● **Stated goal**
Rewrite all the records below with each "photograph" switched to "image", leaving every other word unchanged.

----------

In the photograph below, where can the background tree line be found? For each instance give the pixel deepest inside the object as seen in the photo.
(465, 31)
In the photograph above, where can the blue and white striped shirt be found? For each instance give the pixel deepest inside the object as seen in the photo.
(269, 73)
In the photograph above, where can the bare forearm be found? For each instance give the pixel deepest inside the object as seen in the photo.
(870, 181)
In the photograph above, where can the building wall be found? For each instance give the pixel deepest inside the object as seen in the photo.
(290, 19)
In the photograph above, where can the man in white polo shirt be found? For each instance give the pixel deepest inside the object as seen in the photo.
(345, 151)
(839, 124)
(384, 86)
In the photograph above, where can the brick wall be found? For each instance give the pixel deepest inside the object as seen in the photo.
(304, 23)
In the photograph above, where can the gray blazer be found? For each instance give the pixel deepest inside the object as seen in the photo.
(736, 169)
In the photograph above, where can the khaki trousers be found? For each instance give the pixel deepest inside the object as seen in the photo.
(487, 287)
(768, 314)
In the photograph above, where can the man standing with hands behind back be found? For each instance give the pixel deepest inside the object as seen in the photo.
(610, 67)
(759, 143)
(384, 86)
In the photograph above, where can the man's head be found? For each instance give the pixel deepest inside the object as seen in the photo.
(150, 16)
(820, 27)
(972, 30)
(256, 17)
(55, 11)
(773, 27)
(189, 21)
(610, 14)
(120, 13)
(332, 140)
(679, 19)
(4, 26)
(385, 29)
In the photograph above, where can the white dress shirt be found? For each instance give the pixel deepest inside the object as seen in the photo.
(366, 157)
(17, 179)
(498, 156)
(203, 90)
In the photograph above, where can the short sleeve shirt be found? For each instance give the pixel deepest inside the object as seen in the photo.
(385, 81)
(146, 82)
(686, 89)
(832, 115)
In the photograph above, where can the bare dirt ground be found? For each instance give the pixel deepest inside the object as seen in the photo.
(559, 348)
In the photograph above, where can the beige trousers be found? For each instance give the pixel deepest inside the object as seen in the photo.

----------

● **Written response**
In the image below, where can the background tree line be found? For each instance give the pixel deepest inside the object as seen in the photo.
(465, 31)
In the image above, where can the blue and white striped shirt be found? For each instance give the pixel deepest inside the object as seen in the photo.
(269, 73)
In the image above, where can the bare forearm be found? For each instance give the pixel deepest inside the object as seen in the photo.
(870, 181)
In the image above, where can the building wall be found? For each instance give the pixel deepest inside the object as seen in the photo.
(290, 19)
In the image above, where can the man in white polo shirt be found? For each instance give the pixel deepest inside the object as seen in the photo.
(345, 151)
(839, 124)
(384, 86)
In the image above, where can the brick wall be found? For each instance give the pixel deepest inside the object as seen in the photo.
(304, 23)
In the image above, where can the gray blazer be found? For each instance give the pixel deepest inside the object as seen in the photo.
(736, 169)
In the image above, where can the khaki trousers be found? For each instance give the pixel deepest inside the object as seen in the photo.
(487, 287)
(768, 314)
In the image above, where can the man standing with hands behind back be found? For each instance give the pixel deepest inside the object as seen in the photo.
(610, 67)
(759, 143)
(384, 86)
In the image above, where can the man's head be found? For each instance give the pixel deepest inside the object as seen in the photo.
(150, 16)
(820, 27)
(972, 30)
(256, 17)
(55, 11)
(773, 27)
(189, 21)
(610, 14)
(120, 13)
(332, 140)
(679, 19)
(4, 26)
(385, 29)
In the image above, where can the white dress shirt be found? For each instance give the pixel deepest inside the object as seen in the photo.
(366, 157)
(17, 179)
(498, 156)
(203, 90)
In the image above, where can the short sleeve shirt be found? For each instance give the pixel deepest inside the object as seen in the photo.
(385, 81)
(146, 82)
(686, 89)
(832, 115)
In the image above, where can the bare dirt ground be found? For each instance give the pixel deepest inside the object as seen in the photo.
(559, 348)
In the image above, where can the beige trousers be found? For each instance give the pixel deepest inside the object as seen in the photo.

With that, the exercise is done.